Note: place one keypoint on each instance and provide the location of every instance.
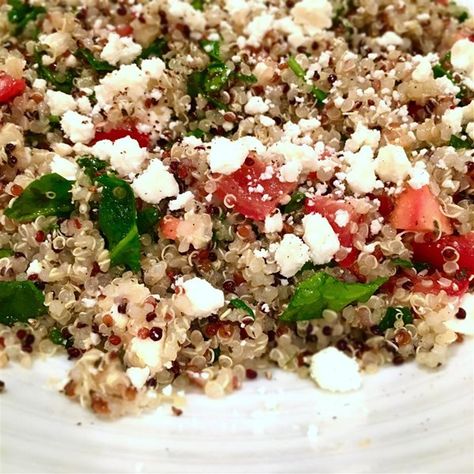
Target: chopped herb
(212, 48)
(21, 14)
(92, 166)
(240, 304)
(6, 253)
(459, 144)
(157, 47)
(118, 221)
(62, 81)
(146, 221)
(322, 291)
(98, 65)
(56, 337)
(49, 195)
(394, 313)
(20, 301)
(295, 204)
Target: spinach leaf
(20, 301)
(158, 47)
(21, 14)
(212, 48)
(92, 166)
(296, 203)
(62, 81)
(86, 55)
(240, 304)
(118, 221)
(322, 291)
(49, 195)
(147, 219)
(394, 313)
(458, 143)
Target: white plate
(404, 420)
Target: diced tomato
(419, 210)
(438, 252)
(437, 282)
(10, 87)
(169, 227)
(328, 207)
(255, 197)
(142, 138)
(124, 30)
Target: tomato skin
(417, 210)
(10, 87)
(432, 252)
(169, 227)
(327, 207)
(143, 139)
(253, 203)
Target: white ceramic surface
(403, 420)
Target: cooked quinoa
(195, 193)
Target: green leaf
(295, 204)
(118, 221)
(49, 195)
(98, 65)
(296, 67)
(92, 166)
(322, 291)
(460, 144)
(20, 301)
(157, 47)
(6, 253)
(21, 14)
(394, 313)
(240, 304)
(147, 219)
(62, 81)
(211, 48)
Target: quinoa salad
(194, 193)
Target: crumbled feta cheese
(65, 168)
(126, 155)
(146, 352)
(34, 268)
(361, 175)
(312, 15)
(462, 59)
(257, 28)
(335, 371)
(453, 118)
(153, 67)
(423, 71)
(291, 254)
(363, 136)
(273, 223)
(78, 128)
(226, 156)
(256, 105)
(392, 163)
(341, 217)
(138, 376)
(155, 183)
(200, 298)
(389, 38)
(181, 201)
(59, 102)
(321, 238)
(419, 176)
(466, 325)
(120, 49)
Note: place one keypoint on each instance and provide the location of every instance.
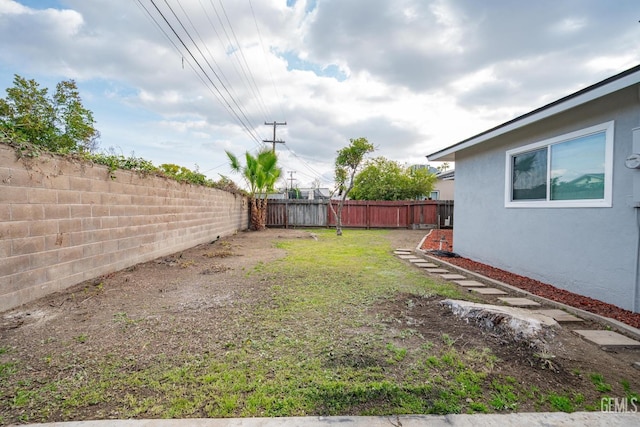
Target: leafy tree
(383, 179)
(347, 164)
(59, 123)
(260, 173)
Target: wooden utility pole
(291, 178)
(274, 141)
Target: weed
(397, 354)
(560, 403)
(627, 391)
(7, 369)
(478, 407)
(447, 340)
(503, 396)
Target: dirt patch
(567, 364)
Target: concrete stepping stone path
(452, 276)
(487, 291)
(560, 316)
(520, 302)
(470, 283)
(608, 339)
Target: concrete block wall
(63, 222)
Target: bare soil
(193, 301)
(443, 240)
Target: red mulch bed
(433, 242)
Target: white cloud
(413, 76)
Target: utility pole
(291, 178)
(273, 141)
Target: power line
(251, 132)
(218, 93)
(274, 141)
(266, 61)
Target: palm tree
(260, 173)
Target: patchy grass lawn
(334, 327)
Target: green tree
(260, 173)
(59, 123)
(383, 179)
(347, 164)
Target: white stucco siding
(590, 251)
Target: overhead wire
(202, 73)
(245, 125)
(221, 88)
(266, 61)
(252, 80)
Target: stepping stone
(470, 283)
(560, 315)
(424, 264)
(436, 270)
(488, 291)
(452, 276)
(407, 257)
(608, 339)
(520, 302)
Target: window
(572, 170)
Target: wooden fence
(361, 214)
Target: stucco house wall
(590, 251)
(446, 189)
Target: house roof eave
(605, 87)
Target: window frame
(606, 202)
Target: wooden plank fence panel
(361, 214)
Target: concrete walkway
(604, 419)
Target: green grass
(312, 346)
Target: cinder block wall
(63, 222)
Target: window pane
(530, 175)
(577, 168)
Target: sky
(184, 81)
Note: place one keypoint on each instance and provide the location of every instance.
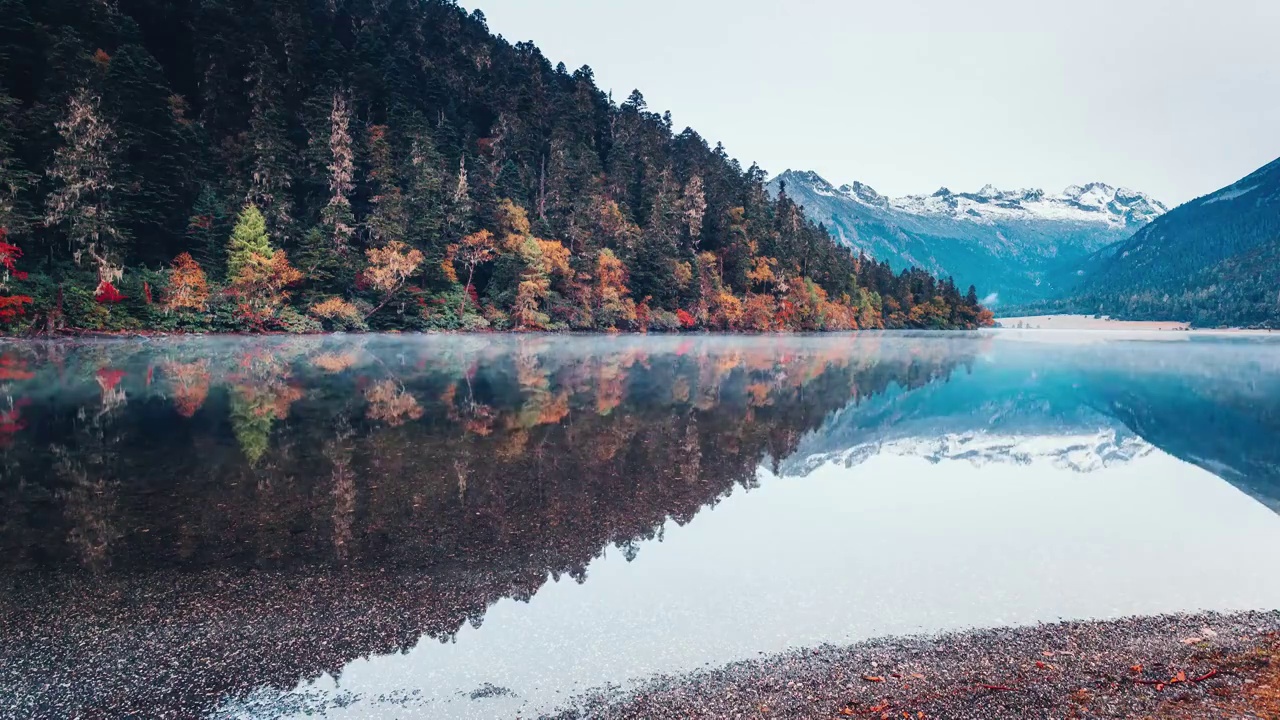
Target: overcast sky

+ + + +

**INSTRUCTIONS TO FOLLOW**
Write out all the items above word for word, leaving out the pictures.

**FULL OUTPUT**
Note: place one keypoint on each instance and provide the location of every instance.
Target: chopped herb
(212, 48)
(21, 14)
(92, 166)
(240, 304)
(6, 253)
(459, 144)
(157, 47)
(118, 221)
(62, 81)
(146, 221)
(322, 291)
(98, 65)
(56, 337)
(49, 195)
(394, 313)
(20, 301)
(295, 204)
Target: spinach leaf
(20, 301)
(158, 47)
(21, 14)
(212, 48)
(92, 166)
(296, 203)
(62, 81)
(86, 55)
(240, 304)
(118, 221)
(322, 291)
(49, 195)
(147, 219)
(394, 313)
(458, 143)
Target: white plate
(404, 420)
Target: diced tomato
(419, 210)
(438, 252)
(437, 282)
(10, 87)
(169, 227)
(328, 207)
(255, 197)
(142, 138)
(124, 30)
Target: tomato skin
(417, 210)
(10, 87)
(432, 252)
(169, 227)
(327, 207)
(143, 139)
(253, 203)
Target: white ceramic surface
(403, 420)
Target: cooked quinoa
(195, 193)
Target: green leaf
(295, 204)
(118, 221)
(49, 195)
(98, 65)
(296, 67)
(92, 166)
(322, 291)
(460, 144)
(20, 301)
(157, 47)
(6, 253)
(21, 14)
(394, 313)
(240, 304)
(147, 219)
(62, 81)
(211, 48)
Target: quinoa salad
(194, 193)
Target: crumbled feta cheese
(65, 168)
(126, 155)
(146, 352)
(34, 268)
(361, 175)
(312, 15)
(462, 59)
(257, 28)
(335, 371)
(453, 118)
(153, 67)
(423, 71)
(291, 254)
(363, 136)
(273, 223)
(78, 128)
(226, 156)
(256, 105)
(392, 163)
(341, 217)
(138, 376)
(155, 183)
(200, 298)
(389, 38)
(181, 201)
(59, 102)
(321, 238)
(419, 176)
(466, 325)
(120, 49)
Note: place one keypoint on each instance and provide the location of every instance.
Target: leafy tree
(383, 179)
(347, 164)
(59, 123)
(260, 173)
Target: wooden utility pole
(291, 178)
(274, 141)
Target: weed
(397, 354)
(560, 403)
(627, 391)
(7, 369)
(478, 407)
(447, 340)
(503, 396)
Target: dirt patch
(567, 364)
Target: concrete stepping stone path
(452, 276)
(487, 291)
(560, 316)
(520, 302)
(470, 283)
(608, 339)
Target: concrete block wall
(63, 222)
Target: bare soil
(193, 301)
(443, 240)
Target: red mulch bed
(433, 242)
Target: white cloud
(413, 76)
Target: utility pole
(291, 178)
(273, 141)
Target: power line
(251, 132)
(218, 93)
(274, 141)
(266, 61)
Target: palm tree
(260, 173)
Target: patchy grass lawn
(334, 327)
Target: green tree
(260, 173)
(59, 123)
(383, 179)
(347, 164)
Target: white stucco siding
(590, 251)
Target: overhead wire
(202, 73)
(245, 125)
(221, 88)
(266, 61)
(252, 80)
Target: stepping stone
(470, 283)
(560, 315)
(424, 264)
(436, 270)
(488, 291)
(452, 276)
(407, 257)
(608, 339)
(520, 302)
Target: window
(572, 170)
Target: wooden fence
(361, 214)
Target: stucco house wall
(590, 251)
(446, 189)
Target: house roof eave
(605, 87)
Target: window frame
(606, 202)
Target: wooden plank fence panel
(361, 214)
Target: concrete walkway
(604, 419)
Target: green grass
(312, 346)
Target: cinder block wall
(63, 222)
Target: window pane
(530, 175)
(577, 168)
Target: sky
(184, 81)
Note: place one keypoint on each instance and provide the location of every instance.
Target: overcast sky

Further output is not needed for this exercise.